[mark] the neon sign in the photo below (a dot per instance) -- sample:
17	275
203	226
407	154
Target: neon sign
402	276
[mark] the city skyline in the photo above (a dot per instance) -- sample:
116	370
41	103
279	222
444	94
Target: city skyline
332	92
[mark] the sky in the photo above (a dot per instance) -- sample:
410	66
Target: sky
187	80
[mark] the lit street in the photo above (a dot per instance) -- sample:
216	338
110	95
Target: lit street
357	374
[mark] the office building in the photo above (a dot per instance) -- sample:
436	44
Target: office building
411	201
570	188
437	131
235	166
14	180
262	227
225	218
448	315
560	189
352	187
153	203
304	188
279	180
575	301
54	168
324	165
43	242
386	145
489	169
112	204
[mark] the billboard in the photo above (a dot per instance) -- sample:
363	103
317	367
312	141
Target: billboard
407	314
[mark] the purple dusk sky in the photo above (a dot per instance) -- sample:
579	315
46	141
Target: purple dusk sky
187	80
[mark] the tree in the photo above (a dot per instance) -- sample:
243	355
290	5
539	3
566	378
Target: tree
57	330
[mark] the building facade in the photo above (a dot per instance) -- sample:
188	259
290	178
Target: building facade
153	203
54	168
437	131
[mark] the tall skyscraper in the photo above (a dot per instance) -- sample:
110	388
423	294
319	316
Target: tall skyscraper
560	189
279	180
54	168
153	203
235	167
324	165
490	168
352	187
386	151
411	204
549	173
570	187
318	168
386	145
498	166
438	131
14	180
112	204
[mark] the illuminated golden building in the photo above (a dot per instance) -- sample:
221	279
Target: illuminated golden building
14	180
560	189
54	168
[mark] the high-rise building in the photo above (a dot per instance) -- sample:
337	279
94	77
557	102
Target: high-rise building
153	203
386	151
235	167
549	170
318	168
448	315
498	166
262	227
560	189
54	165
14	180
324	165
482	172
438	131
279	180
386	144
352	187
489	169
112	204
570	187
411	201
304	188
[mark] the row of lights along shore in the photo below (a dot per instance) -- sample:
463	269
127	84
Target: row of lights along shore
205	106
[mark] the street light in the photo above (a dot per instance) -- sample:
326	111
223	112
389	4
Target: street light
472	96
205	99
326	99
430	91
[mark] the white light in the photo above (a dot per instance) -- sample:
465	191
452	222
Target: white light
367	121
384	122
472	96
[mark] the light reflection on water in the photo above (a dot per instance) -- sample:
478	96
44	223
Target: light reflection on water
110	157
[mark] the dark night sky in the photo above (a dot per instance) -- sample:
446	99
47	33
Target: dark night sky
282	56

======

**PROBLEM:** Transcribe the entire listing. Leave every word as it is.

**ANSWER SPACE:**
[mark] the neon sign in the photo below (a dot per instance) -- sample:
17	275
203	226
407	154
Target: neon sign
402	276
[mark] the city skyline in the photo above (a dot per instance) -- sample:
116	370
41	103
279	222
444	94
Target: city skyline
332	92
[mark] the sky in the photo above (a dot per instance) -- sample:
410	66
Target: sky
187	80
[mark] the lit street in the photo above (a dot per instance) -- sample:
216	338
110	95
Target: lit street
357	374
[mark] the office building in the photo above (a dot per instance) -- sample:
436	44
Target: office building
411	201
570	188
437	131
235	166
14	180
262	227
225	218
448	315
560	189
352	187
153	203
304	188
279	180
575	301
54	168
324	165
43	242
386	145
489	169
112	204
[mark] the billboard in the photo above (a dot per instance) -- sample:
363	103
317	367
312	141
Target: billboard
407	314
[mark] the purple dusk sky in the photo above (a dot per instance) -- sample:
579	315
46	141
Target: purple dusk sky
187	80
[mark] the tree in the photo above (a dot per instance) -- sample:
243	355
290	5
539	3
566	378
Target: tree
57	330
[mark] the building facade in the photo above (a dot per instance) -- sample:
188	259
290	178
Target: building facade
153	203
54	168
437	131
[mark] the tall skyscraper in the photo above (a dot per instance) -- sample:
110	388
423	294
319	316
Target: tall skyscraper
560	189
279	180
54	168
153	203
235	167
324	165
490	168
352	187
386	151
411	204
549	173
570	187
318	168
386	145
498	166
438	131
14	180
112	204
[mark] the illuminated golden building in the photo above (a dot per instance) -- sample:
221	279
Target: illuminated golden building
14	180
560	189
54	168
[mark] the high-rise building in the photo above (a dot per instance) -- sample:
337	279
94	77
557	102
Target: high-rise building
153	203
386	151
235	167
549	170
318	168
448	315
498	166
262	227
560	189
54	165
14	180
324	165
482	172
438	131
279	180
386	144
352	187
489	169
112	204
570	187
411	201
304	188
[mark] the row of lights along shore in the photo below (a dot per instance) -- sample:
463	269
127	84
Target: row of lights along shore
205	106
[mark] the street light in the photo above (a dot per instance) -- sample:
326	111
223	112
389	4
Target: street light
472	96
205	99
326	99
430	91
[mark] the white light in the photo above (a dot per instance) -- sample:
465	191
452	222
Target: white light
367	121
384	122
472	96
[mark] the light reflection on water in the photo above (a dot per instance) -- sample:
478	96
44	223
Target: light reflection on water
110	157
[mark] the dark night sky in the photo above (a dot per instance) -- sample:
446	99
47	33
Target: dark night sky
282	56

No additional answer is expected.